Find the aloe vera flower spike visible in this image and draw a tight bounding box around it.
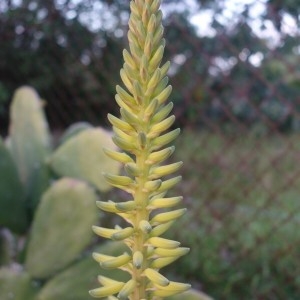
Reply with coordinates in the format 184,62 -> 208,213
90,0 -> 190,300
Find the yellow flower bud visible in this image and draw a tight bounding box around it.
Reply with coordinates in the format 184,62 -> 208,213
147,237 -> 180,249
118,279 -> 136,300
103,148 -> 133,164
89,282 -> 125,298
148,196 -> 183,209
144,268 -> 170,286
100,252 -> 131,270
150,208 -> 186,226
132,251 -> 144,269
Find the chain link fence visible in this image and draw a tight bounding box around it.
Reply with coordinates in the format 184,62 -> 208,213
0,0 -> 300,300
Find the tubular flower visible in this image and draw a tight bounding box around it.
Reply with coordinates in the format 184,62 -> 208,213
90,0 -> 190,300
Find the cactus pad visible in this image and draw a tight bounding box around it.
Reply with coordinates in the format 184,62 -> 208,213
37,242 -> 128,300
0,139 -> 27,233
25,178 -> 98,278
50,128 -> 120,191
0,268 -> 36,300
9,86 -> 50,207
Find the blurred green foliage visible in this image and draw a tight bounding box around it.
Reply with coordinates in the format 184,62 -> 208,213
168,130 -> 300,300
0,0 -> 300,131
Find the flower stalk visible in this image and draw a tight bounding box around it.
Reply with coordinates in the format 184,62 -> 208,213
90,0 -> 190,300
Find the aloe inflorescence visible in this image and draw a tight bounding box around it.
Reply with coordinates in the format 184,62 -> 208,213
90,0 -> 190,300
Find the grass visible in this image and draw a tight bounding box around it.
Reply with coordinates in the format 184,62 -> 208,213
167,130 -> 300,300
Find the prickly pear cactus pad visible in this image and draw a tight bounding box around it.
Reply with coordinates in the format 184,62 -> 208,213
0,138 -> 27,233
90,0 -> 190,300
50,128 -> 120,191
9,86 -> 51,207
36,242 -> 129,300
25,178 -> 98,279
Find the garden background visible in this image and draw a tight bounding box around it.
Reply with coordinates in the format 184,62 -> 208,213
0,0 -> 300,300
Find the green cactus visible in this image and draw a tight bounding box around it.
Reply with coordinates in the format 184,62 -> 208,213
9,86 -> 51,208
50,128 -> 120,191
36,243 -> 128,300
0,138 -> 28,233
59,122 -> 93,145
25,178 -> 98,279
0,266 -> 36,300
==
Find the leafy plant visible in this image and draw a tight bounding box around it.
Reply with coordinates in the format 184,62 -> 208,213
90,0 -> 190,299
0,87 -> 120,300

Directions for this task:
Can you copy out word for word everything from the line containing "Find the yellow" down to the line containing "144,268 -> 170,286", including both of those lines?

Task solution:
Find the yellow flower bud visible in this image and draw a tight bounding box around it.
Reply with coordinates in the format 184,62 -> 208,213
147,237 -> 180,249
118,279 -> 136,300
103,148 -> 133,164
89,282 -> 125,298
148,196 -> 183,209
144,268 -> 170,286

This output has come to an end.